(Stored records)
+ + +
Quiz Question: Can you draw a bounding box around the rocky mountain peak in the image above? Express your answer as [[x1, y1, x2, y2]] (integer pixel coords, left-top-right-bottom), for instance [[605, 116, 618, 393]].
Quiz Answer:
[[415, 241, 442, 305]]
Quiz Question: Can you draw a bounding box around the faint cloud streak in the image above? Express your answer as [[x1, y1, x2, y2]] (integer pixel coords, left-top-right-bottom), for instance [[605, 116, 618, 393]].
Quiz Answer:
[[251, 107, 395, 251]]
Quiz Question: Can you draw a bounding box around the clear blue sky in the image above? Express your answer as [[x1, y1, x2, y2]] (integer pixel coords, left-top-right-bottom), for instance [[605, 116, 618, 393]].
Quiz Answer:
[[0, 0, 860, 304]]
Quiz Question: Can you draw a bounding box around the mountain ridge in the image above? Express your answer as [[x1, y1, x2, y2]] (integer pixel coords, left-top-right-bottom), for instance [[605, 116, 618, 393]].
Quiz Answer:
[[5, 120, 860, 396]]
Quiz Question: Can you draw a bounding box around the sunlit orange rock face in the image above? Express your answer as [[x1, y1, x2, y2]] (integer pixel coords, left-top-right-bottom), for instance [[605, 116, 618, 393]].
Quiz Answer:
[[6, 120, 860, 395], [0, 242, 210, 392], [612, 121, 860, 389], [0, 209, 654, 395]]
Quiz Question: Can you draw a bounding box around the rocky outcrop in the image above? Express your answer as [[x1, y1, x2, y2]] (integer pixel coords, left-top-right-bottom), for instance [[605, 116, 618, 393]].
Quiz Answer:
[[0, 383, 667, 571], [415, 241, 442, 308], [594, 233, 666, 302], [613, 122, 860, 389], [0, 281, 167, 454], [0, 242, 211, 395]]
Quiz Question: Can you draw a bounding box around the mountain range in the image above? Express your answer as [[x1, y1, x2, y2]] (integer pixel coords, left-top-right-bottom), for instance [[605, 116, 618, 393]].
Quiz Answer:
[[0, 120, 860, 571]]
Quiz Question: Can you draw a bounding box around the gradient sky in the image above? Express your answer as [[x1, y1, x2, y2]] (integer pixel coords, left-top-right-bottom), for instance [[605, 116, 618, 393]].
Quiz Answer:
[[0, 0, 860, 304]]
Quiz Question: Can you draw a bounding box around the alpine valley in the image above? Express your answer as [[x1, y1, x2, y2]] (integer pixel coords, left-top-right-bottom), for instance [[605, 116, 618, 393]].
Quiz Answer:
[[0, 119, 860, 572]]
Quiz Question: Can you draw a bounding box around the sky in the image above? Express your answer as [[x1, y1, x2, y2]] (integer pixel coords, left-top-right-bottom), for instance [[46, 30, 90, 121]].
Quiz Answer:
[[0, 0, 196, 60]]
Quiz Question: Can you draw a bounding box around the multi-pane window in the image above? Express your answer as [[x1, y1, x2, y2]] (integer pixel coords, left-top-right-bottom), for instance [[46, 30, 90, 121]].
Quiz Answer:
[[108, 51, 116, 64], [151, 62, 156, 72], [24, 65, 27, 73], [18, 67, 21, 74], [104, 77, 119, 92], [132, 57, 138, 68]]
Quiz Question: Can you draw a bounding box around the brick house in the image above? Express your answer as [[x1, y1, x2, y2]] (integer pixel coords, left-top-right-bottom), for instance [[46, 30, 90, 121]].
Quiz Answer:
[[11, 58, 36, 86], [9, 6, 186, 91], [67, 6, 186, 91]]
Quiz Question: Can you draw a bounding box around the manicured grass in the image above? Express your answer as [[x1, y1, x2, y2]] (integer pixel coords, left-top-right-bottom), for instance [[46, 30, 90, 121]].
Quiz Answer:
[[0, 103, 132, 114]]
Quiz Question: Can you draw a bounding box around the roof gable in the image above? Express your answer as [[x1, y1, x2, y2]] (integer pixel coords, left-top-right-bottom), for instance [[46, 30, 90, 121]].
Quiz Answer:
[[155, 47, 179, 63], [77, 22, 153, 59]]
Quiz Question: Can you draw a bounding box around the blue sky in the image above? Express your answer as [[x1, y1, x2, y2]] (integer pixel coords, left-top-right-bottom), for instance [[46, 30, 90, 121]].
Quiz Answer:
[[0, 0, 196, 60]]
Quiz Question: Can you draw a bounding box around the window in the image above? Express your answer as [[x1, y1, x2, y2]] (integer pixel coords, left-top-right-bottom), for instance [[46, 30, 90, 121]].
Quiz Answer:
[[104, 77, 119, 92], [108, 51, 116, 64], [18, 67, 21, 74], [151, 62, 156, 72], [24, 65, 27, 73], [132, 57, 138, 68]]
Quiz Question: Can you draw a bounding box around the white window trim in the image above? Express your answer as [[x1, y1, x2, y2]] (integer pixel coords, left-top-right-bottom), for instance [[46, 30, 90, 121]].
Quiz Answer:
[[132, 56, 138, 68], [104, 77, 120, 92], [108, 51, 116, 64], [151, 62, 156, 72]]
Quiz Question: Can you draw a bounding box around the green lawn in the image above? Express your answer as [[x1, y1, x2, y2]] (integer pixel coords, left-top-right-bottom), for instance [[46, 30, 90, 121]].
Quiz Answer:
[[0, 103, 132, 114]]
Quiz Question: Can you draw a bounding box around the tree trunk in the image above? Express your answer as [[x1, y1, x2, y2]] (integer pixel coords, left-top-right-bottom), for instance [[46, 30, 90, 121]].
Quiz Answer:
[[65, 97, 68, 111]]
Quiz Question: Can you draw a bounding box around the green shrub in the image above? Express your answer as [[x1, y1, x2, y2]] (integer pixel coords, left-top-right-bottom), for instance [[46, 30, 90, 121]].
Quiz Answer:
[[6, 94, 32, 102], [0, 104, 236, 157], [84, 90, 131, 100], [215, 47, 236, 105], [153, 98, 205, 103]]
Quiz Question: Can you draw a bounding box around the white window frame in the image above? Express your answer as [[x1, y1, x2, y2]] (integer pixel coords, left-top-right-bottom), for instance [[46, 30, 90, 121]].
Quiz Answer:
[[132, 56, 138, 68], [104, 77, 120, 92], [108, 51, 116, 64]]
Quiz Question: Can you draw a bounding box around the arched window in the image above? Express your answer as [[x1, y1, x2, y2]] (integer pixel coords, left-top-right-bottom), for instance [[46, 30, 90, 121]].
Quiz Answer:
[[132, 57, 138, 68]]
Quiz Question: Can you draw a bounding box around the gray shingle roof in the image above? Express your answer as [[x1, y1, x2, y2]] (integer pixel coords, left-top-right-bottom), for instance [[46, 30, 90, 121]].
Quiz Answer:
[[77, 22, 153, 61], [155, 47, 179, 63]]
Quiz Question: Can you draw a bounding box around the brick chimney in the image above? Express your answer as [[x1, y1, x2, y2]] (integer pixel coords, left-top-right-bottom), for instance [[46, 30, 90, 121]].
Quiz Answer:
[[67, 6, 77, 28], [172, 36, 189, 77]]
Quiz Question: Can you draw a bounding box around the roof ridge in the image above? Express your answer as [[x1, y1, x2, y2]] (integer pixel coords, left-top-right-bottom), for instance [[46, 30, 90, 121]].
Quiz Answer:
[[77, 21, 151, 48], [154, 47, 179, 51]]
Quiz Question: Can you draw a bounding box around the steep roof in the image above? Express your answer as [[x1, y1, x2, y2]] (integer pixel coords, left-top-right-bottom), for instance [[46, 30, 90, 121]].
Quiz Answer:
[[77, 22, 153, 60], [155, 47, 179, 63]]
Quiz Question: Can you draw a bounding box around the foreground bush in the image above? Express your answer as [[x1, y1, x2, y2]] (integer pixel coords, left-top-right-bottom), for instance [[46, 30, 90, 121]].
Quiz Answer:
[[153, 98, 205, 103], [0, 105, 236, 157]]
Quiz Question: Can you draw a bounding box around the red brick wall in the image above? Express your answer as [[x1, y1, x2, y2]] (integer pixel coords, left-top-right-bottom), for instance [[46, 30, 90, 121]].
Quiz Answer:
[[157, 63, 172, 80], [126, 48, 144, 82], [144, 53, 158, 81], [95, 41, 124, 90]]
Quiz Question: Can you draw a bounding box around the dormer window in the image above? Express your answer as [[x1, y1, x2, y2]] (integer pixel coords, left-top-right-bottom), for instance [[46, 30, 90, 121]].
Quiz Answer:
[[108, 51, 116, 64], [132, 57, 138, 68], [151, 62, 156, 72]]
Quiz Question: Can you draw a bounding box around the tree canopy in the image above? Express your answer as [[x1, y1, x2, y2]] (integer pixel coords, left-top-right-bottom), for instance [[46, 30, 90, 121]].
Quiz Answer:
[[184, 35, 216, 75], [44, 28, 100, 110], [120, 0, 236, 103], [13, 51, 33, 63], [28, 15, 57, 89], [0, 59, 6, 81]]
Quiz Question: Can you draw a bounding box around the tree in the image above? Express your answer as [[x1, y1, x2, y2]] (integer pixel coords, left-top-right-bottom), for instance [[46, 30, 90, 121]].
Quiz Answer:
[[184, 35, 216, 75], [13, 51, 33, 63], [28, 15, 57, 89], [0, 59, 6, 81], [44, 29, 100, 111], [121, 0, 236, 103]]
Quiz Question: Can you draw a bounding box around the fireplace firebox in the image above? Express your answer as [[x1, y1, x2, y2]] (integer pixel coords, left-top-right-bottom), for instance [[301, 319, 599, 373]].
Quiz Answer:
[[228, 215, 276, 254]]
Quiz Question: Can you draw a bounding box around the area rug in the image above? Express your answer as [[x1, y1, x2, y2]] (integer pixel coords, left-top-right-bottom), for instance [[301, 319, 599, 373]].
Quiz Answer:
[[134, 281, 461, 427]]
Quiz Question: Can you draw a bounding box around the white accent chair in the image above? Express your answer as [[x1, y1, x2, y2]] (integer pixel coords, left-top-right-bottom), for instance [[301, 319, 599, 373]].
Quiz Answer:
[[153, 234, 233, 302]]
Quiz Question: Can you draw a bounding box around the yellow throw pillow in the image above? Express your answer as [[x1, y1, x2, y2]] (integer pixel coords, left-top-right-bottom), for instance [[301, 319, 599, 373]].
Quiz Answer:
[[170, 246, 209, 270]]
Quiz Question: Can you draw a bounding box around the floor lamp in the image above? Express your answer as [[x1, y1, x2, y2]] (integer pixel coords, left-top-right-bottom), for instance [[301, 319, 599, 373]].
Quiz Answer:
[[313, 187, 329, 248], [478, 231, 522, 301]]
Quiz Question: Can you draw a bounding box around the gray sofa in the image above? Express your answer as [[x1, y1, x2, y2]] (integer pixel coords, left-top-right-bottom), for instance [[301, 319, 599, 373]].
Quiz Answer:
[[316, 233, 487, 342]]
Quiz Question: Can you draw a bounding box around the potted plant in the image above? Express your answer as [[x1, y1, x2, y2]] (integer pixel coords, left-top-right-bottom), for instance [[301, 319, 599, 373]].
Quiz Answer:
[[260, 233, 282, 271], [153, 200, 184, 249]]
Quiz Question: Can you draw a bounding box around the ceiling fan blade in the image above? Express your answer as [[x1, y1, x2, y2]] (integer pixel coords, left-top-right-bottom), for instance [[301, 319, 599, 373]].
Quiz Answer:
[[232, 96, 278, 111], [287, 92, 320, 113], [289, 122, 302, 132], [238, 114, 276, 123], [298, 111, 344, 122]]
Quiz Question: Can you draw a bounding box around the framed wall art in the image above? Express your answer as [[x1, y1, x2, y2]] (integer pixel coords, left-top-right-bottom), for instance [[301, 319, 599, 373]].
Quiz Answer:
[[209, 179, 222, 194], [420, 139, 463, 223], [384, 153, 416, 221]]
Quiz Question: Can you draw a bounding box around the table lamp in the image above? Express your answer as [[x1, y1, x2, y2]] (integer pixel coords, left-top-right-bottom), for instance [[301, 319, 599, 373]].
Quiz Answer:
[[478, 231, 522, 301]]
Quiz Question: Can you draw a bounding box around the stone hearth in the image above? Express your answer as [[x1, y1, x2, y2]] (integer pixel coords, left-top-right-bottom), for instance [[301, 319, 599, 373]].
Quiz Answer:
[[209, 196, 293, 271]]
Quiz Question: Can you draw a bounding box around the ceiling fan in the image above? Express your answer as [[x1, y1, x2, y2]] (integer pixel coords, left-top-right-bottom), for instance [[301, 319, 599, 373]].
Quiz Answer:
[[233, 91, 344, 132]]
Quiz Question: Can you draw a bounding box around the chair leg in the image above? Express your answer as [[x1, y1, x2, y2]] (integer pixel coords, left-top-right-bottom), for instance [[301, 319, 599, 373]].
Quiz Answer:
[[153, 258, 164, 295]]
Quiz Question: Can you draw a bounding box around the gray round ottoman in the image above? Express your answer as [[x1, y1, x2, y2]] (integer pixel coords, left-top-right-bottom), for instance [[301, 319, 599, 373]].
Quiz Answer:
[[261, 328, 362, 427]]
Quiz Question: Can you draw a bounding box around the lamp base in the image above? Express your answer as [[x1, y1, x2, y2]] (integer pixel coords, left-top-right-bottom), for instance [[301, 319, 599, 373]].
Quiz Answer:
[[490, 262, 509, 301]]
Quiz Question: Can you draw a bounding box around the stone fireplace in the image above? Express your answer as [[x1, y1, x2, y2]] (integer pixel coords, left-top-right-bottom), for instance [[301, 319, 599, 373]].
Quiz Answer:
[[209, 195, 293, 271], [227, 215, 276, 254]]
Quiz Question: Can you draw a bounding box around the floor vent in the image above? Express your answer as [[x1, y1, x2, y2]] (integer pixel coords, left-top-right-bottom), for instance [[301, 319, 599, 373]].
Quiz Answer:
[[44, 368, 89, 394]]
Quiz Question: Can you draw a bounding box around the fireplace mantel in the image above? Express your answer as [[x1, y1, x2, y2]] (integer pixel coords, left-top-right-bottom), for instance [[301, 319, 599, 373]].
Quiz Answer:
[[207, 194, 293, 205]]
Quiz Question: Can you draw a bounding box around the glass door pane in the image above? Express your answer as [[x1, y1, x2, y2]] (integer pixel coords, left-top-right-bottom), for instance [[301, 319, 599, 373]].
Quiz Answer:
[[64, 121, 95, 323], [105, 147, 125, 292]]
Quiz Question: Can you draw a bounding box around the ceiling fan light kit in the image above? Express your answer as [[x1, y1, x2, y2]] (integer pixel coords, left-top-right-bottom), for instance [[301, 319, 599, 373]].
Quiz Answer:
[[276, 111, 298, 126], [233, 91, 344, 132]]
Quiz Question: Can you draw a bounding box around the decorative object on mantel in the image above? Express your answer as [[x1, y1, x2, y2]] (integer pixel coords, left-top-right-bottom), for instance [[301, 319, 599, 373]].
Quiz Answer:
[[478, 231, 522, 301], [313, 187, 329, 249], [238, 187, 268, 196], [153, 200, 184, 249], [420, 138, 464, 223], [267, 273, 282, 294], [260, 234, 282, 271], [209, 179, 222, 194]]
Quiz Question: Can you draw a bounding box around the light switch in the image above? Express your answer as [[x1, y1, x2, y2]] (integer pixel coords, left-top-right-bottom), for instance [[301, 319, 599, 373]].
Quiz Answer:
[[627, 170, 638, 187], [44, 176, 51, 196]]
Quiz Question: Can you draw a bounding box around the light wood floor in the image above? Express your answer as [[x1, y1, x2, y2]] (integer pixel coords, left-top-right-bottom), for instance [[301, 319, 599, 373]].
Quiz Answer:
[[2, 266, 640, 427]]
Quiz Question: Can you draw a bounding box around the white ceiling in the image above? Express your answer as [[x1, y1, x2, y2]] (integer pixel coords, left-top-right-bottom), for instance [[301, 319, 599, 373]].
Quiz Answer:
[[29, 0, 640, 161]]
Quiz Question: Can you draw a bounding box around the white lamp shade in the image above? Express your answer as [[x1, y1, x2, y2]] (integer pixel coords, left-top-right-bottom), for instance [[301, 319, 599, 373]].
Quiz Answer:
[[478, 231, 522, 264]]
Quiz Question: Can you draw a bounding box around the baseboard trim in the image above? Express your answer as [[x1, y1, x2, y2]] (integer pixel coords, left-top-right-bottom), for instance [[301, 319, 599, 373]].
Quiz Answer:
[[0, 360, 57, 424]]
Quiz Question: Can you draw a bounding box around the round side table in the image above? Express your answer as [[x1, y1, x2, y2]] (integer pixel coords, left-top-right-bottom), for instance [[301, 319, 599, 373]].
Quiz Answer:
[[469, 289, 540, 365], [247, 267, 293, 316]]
+ + +
What is asked
Reproduce verbatim the part of the records above that opens with the line containing "the gray shingle" and closes with the line containing "[[77, 22, 153, 61], [155, 47, 179, 63]]", including both of those lines.

Task result
Quiz Question: Can you draw a bounding box around the gray shingle roof in the image above? Express your answer as [[x1, y1, x2, y2]] (integer pixel coords, left-top-right-bottom), for instance [[46, 30, 90, 121]].
Quiz Answer:
[[77, 22, 153, 61], [155, 47, 179, 63]]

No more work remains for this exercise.